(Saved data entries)
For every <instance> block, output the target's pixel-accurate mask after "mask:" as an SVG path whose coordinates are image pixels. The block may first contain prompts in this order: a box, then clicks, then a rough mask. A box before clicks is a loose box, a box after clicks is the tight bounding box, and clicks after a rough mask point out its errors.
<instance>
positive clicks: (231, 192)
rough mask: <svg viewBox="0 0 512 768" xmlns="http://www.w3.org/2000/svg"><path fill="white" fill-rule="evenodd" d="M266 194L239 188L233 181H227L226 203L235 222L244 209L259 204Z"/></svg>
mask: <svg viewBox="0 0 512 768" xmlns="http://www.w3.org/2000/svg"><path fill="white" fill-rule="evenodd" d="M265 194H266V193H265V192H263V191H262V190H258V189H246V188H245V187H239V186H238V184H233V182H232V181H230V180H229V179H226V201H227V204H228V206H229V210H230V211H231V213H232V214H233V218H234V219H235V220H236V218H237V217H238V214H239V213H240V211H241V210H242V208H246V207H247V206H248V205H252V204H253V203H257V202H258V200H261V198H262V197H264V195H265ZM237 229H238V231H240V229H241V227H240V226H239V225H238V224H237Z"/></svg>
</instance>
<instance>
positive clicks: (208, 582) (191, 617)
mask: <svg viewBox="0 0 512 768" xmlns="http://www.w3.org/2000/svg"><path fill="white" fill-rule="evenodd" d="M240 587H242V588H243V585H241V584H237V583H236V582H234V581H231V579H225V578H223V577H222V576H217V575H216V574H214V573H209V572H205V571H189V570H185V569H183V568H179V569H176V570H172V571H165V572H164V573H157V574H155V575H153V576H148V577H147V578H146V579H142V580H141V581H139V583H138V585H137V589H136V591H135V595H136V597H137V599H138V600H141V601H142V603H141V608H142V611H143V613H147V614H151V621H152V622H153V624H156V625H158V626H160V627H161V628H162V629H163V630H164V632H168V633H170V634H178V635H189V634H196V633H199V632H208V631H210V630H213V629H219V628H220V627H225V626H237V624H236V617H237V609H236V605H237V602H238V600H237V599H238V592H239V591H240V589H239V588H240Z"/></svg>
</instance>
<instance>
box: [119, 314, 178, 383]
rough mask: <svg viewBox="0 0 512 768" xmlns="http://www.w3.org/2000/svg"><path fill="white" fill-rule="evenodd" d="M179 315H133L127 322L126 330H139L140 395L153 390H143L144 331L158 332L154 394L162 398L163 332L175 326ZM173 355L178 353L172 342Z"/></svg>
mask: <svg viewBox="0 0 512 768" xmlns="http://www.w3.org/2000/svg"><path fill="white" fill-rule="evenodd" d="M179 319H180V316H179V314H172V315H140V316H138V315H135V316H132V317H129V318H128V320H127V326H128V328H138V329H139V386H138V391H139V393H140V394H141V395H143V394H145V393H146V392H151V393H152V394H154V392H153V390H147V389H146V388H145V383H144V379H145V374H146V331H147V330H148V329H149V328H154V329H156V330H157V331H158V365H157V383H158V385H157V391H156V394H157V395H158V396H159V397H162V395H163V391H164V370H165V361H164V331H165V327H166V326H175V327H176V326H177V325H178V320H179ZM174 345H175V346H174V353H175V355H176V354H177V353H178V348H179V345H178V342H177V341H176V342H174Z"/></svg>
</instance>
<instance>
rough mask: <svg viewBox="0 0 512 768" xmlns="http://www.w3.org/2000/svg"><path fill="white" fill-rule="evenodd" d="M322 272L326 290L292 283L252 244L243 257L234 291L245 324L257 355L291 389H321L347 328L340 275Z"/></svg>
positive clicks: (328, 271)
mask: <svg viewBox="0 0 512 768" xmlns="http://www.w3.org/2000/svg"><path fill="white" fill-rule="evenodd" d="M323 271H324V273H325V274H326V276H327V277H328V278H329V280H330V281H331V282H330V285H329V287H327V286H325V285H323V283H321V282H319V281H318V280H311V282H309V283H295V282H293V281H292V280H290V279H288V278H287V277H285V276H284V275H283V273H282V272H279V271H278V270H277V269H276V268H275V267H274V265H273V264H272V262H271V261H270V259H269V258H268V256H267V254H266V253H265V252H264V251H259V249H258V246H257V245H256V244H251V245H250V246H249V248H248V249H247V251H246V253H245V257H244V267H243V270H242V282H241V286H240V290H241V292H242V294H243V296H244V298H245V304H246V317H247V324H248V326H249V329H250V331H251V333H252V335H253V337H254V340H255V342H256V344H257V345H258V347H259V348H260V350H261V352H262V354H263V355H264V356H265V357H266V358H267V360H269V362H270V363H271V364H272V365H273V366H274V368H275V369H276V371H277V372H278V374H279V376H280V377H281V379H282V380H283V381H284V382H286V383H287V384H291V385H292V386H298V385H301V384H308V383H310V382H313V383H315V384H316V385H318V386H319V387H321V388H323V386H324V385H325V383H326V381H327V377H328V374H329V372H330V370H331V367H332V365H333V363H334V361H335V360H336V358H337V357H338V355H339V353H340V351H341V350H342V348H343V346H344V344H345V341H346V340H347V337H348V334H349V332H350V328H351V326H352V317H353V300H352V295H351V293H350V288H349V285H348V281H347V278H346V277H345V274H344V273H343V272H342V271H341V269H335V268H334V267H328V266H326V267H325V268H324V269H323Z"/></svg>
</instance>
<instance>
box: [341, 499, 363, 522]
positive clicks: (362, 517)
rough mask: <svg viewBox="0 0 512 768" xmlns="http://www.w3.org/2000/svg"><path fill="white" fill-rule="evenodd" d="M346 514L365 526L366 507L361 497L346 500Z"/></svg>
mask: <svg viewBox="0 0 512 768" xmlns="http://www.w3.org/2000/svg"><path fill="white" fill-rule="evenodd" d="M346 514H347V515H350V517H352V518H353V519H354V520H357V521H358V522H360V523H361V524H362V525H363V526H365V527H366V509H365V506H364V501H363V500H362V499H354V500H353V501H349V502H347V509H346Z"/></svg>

TASK STATEMENT:
Copy the lines from the start of the saved data entries through the line containing "194L239 188L233 181H227L226", reproducing them without any changes.

OUTPUT OF THE TASK:
For every <instance> block, output the target's pixel-accurate mask after "mask:" as an SVG path whose coordinates are image pixels. The block may first contain prompts in this order: a box, then clicks, then a rough mask. A box before clicks is a loose box, a box after clicks is the tight bounding box, and clicks after a rough mask point out its errors.
<instance>
positive clicks: (231, 192)
rough mask: <svg viewBox="0 0 512 768" xmlns="http://www.w3.org/2000/svg"><path fill="white" fill-rule="evenodd" d="M266 194L239 188L233 181H227L226 203L235 222L244 209L259 204Z"/></svg>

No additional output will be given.